VORLIEGENDER TEXT:
= = = = = = =

Haben Ihnen andere Aussagen wehgetan? Ja, klar. Dazu zählt jene von Herbert Kickl über das Primat der Politik über das Recht. Das hat schon gezeigt, dass das Verständnis für das Prinzip der Gewaltenteilung nicht restlos in dieser Partei durchgedrungen ist.
Kanzler Sebastian Kurz meinte in seiner Rede am Samstag, dass er für die inhaltlichen Erfolge bereit war, viel in Kauf zu nehmen. War es nicht zu viel? Im Rückblick ist man klüger. Das Glas ist halt immer voller und voller geworden, und zum Schluss ist es übergeschwappt.
Sie haben einst gesagt, dass Sie im Bedarfsfall härter gegenüber der FPÖ auftreten werden, dass es aber auch eine gewisse Loyalität braucht. Waren Sie zu loyal? Man ist in einer Koalition. Bei jeder Wortmeldung, die man heute tätigt, muss man an das Morgen denken. Aufgrund meiner eigenen Verantwortungsethik habe ich mich manchmal zurückhalten müssen.
Das hatte nichts mit Message Control zu tun? Die hat mich nicht erreicht.
Ist mit der FPÖ im Fall des Falles noch einmal eine Koalition zu machen? Na ja, es braucht die Lernfähigkeit der handelnden Personen und auch eine institutionelle Weiterentwicklung der Partei.
Ein Nein hört sich anders an. Man darf in der Politik niemals nie sagen. Für den Moment ist es ein Nein, aber was übermorgen ist, kann man, wie ich als politischer Neuling lernte, nicht sagen.

= = = = = = =

BEREITGESTELLTE DATEN:
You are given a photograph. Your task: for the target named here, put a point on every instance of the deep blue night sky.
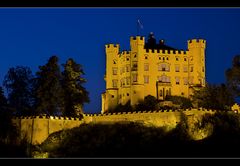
(29, 36)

= = = = = = =

AUFGABEN:
1 > Welche Aussage von Herbert Kickl nennt der Interviewauszug zur FPÖ-Koalition als eine, die wehgetan hat?
2 > Schreiben Sie den Interviewauszug zur FPÖ-Koalition im Anschluss an seinen letzten Satz weiter.

LÖSUNGEN:
1 > Seine Aussage über das Primat der Politik über das Recht.

2 >
Sie haben in einem Interview gesagt: „Eine Legislaturperiode reicht.“Scheiden Sie mit der Wahl fix aus der Politik aus? Ich bin schon davon ausgegangen, dass es eine normale Legislaturperiode ist.
Sie würden also doch für eine zweite Periode zur Verfügung stehen? Das hängt vom Ausgang der Wahlen, der Regierungskonstellation und vom Regierungsprogramm ab. Bisher habe ich mich als loyaler Makler in den Agenden Bildung, Wissenschaft und Forschung gesehen.
Sie würden als Makler für diese Themen also auch einer neuerlichen türkis-blauen Regierung zur Verfügung stehen? Wenn die Inhalte stimmen und die Lernfähigkeit bewiesen ist, dann schon.
Nun gibt es eine Übergangsregierung. Die Opposition sieht darin eine mit Experten getarnte ÖVP-Alleinregierung. Die neuen Minister sind reich an Erfahrung, ich sehe keine parteipolitische Gängelung.